* **Exercise**
The data below is to be output in full, unchanged.

Natural-language object grounding data
-- -- --

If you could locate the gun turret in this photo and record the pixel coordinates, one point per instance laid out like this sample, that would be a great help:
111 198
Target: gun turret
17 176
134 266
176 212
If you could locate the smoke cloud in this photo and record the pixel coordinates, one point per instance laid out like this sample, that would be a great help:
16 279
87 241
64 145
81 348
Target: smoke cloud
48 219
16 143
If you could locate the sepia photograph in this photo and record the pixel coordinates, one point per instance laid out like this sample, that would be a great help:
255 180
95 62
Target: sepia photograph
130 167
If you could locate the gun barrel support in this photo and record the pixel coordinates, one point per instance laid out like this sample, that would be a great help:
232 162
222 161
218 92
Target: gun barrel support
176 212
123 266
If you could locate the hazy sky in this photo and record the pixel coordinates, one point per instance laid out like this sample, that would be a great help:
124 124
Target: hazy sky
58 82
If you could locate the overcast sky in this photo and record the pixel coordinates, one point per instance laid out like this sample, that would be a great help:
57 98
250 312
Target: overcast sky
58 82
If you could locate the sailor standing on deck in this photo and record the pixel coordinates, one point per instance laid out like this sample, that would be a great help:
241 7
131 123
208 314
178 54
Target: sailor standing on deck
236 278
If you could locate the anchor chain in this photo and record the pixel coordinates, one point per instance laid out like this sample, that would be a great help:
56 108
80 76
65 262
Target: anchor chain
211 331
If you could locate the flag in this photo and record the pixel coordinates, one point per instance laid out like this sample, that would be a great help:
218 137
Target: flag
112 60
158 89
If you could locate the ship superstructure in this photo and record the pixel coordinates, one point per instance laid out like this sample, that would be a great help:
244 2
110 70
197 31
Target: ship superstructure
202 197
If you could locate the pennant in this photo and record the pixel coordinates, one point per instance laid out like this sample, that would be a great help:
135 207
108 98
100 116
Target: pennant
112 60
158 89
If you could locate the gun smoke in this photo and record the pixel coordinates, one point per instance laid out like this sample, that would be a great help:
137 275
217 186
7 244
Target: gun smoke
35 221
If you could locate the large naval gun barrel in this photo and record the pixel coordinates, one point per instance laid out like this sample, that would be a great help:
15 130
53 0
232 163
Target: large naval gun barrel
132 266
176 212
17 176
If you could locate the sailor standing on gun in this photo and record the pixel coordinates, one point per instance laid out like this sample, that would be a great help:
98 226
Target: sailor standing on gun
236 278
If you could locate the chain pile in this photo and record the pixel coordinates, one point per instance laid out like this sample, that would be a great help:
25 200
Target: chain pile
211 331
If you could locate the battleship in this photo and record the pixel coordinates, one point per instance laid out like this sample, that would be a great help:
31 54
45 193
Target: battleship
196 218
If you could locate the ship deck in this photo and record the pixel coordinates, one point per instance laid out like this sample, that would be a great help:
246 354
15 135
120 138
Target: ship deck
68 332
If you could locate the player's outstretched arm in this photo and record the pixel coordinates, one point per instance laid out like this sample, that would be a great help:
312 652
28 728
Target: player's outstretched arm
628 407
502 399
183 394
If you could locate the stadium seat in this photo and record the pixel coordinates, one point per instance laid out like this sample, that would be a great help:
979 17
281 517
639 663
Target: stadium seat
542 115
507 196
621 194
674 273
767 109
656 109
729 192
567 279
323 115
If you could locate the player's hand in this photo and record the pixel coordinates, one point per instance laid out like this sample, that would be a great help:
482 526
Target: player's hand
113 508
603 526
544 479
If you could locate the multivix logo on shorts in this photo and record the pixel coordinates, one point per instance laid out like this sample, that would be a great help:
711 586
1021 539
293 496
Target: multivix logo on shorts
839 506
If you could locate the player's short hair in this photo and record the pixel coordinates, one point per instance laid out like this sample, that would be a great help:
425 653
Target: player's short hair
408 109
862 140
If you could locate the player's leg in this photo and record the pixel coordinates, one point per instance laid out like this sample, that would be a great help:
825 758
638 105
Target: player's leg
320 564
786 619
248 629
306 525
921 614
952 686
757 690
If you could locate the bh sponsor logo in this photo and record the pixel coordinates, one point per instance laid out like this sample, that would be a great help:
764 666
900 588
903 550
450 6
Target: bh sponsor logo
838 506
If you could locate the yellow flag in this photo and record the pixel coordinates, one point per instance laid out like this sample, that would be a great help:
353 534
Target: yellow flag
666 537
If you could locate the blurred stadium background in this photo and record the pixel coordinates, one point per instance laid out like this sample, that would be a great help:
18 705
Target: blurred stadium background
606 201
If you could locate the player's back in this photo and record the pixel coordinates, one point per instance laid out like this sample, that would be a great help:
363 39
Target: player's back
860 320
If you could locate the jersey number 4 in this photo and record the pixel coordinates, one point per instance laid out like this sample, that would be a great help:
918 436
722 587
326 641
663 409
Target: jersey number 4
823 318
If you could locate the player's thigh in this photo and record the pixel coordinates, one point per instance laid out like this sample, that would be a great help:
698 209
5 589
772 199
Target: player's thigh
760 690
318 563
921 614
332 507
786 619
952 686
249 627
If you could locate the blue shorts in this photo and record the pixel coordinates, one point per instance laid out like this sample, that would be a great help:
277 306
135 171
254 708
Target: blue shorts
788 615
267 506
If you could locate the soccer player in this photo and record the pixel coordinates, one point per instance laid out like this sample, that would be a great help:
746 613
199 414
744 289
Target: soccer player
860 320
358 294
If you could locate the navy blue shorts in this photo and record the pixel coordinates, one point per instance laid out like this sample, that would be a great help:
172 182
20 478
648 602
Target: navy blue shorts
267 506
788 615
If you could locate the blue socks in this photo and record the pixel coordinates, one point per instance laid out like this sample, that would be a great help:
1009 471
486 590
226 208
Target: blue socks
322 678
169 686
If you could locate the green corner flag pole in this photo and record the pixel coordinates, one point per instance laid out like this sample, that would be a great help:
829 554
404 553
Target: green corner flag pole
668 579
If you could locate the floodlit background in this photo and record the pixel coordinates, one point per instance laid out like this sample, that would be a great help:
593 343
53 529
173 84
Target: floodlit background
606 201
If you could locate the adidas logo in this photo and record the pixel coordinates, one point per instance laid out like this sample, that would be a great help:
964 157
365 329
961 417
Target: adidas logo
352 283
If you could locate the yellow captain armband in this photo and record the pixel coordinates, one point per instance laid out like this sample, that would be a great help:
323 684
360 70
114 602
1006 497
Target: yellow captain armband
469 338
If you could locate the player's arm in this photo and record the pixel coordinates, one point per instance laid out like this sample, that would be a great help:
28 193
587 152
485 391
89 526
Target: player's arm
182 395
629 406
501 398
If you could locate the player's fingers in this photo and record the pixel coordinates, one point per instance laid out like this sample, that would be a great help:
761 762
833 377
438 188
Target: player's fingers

-- -- --

* **Reply to the task**
If you could locate the gun turret in this photo and record the pixel coordinates, one point per instance laid out like this sample, that would be a great help:
111 198
Target: gun turret
17 176
134 266
176 212
If you could locate the smoke cloud in this photo and record the pixel coordinates, one point per instance laid out like this sample, that would be a great help:
16 279
87 241
64 145
81 348
Target: smoke cloud
48 219
16 143
If you could locate the sepia photograph in this photo and record the pixel coordinates, one point per instance laid out like this sample, that would be a great help:
255 180
95 62
Target: sepia photograph
130 167
If you could locate the gun barrel support in this photo and record the pixel coordinates, one point per instance laid out like this sample, that would be a great help:
232 162
222 161
218 92
Target: gun barrel support
176 212
123 266
If you could locate the hazy sky in this photo and record the pixel coordinates, one point per instance laid out like this sample, that would be a great help:
124 124
Target: hazy sky
58 82
If you could locate the overcast sky in this photo and record the pixel coordinates, one point per instance laid out like this sample, that would be a great help:
57 98
250 312
Target: overcast sky
58 82
If you could locate the sailor standing on deck in this photo and record the pixel coordinates, one point per instance laid out like this sample, that would be a great help:
241 7
131 123
208 314
178 54
Target: sailor standing on deck
236 278
If you could locate the anchor chain in this photo and record the pixel coordinates, one point per instance laid out like this sample, that would be a great help:
56 108
80 76
65 262
Target: anchor chain
211 331
If you could locate the flag in this photo and record the pixel coordinates, one point per instance laid out like this sample, that would be a great help:
218 137
Target: flag
112 60
158 89
If you could locate the ship superstructure in this photo and record the pixel coordinates, one point per instance laid out like this sample, that would be a great help:
244 2
110 70
197 31
Target: ship superstructure
202 197
If you could locate the pennant in this photo and record the pixel coordinates, one point per instance laid out like this sample, that would be a great help:
135 207
108 98
100 116
Target: pennant
112 60
158 89
If you could locate the gun smoke in this photo and record the pixel coordinates, one point per instance laid out like this sample, that would be a great help:
137 275
217 186
7 244
Target: gun smoke
35 221
If you could locate the large naval gun barrel in this photo and record the pixel coordinates, one point per instance laid out like this sample, that would be a great help:
15 130
53 0
232 163
Target: large naval gun barrel
132 266
176 212
17 176
If you could locate the sailor standing on gun in this photo and record the pixel coordinates, one point per instance laid out like this sample, that would be a great help:
98 226
Target: sailor standing on gun
236 278
If you could locate the chain pile in this photo and record the pixel coordinates, one point per instance laid out like this sample, that would be a great help:
25 200
Target: chain pile
211 331
If you could locate the battleship in this photo and record the pixel coordinates, one point per instance laid out like this sample, that would be a great help:
31 54
45 193
Target: battleship
196 218
If you could locate the ship deck in this photo and record the pixel coordinates, one point per instance laid out like this sample, that would be a great help:
246 354
15 135
120 138
Target: ship deck
68 332
If you could locate the player's outstretched arm in this photo and record the pixel coordinates, one point per instance laid out like this sample, that would be a great help:
312 652
28 728
Target: player's outstretched arm
628 407
502 399
183 394
If you could locate the stadium seat in this photo and record the pixel coordinates, one point per instance laid out like this sample, that would be a great help:
979 17
281 517
639 663
Target: stadium seat
542 115
507 196
621 194
674 273
767 109
656 109
729 192
567 279
323 115
If you could locate the player's hand in this photo and record the pixel coordinates, one point per instance laid out like this sample, that would be a great help:
482 526
Target: player's hand
113 508
603 526
544 479
If you could locate the multivix logo on shorts in this photo and record the pixel coordinates, one point per instance laid out like this sample, that would be a great help:
711 586
1021 539
293 496
Target: multivix logo on shorts
839 506
If you could locate the player's short hair in this photo and record the pixel coordinates, one point per instance laid out like this sample, that would be a great help:
425 653
Target: player's short hair
408 109
862 140
If you could locate the player's leg in this photo and record the pixel coordinates, one point per instance laid out like this sample, that would be a great help:
825 758
638 105
Target: player's leg
320 564
786 619
248 629
306 525
921 614
952 686
757 690
If you could locate the bh sponsor logo in this photo and record the pixel coordinates, one point per instance laid out like this sample, that would be a great help:
764 666
900 588
903 550
450 6
Target: bh sponsor logo
838 506
If you could locate the yellow flag in this photo and record the pixel coordinates, one point per instance laid out like this sample, that would be a great help:
353 534
Target: yellow flag
666 537
If you could locate the blurred stadium background in this photo and record the pixel coordinates, one point per instance laid out like this sample, that would be a great help:
18 705
Target: blurred stadium background
606 201
If you could locate the player's back in this photo and record the pixel coordinates, one point per instance laid out like this sample, that would be a great help:
363 39
Target: player's back
860 320
If you could locate the jersey number 4 in this photo and record the pixel coordinates, one point per instance laid out like this sample, that would be a great help:
918 436
722 587
326 641
663 409
Target: jersey number 4
823 318
If you could locate the player's thigh in this photo and record the pixel coordinates, one point per instance laid out like this sample, that would be a great help:
698 209
5 589
772 199
Target: player's thigh
760 690
318 563
921 614
332 507
786 619
952 686
249 627
If you could locate the blue shorts in this photo and record the pixel coordinates, one point per instance laid out like this sample, that would be a great help:
277 306
135 171
254 708
Target: blue shorts
788 615
267 506
If you could locate the soccer player in this photo and record the pixel coordinates, one point per instance laid out like this sample, that would be a great help:
746 613
199 414
744 289
Target: soccer player
860 320
358 294
If you could locate the navy blue shorts in this photo and record the pixel coordinates, one point per instance laid out like this sample, that would be a great help:
172 182
20 478
648 602
Target: navy blue shorts
267 506
788 615
If you could locate the blue socks in this photo and record the pixel coordinates, one point per instance laid out like this sample, that would be a great help:
1009 471
486 590
226 208
Target: blue socks
322 678
169 686
If you could locate the green corner flag pole in this photo and record the pixel coordinates, one point per instance laid out like this sample, that would be a great help:
829 554
404 553
Target: green corner flag pole
668 579
If you could locate the floodlit background in this photo and record the pixel coordinates, one point per instance laid out like this sample, that would be a great help:
593 343
53 529
173 84
Target: floodlit background
606 201
If you could locate the adidas logo in this photo and record the pixel coordinates, one point per instance laid out like this sample, that would be a great help:
964 157
365 329
961 417
Target: adidas logo
352 283
If you could locate the yellow captain armband in this photo and record the pixel coordinates, one point per instance laid out like this sample, that would be a great help:
323 684
360 70
114 602
1006 497
Target: yellow captain armband
469 338
If you could locate the player's arm in this photo and record the pixel coordinates, one point per instance laid out like this sample, that would be a great help:
28 193
587 152
485 391
89 526
Target: player's arm
182 395
629 406
501 398
If you could locate the player's fingers in this photo and record the pixel coordinates, one point per instance laid out like this sample, that would be a great help:
761 762
833 377
438 188
Target: player's fingers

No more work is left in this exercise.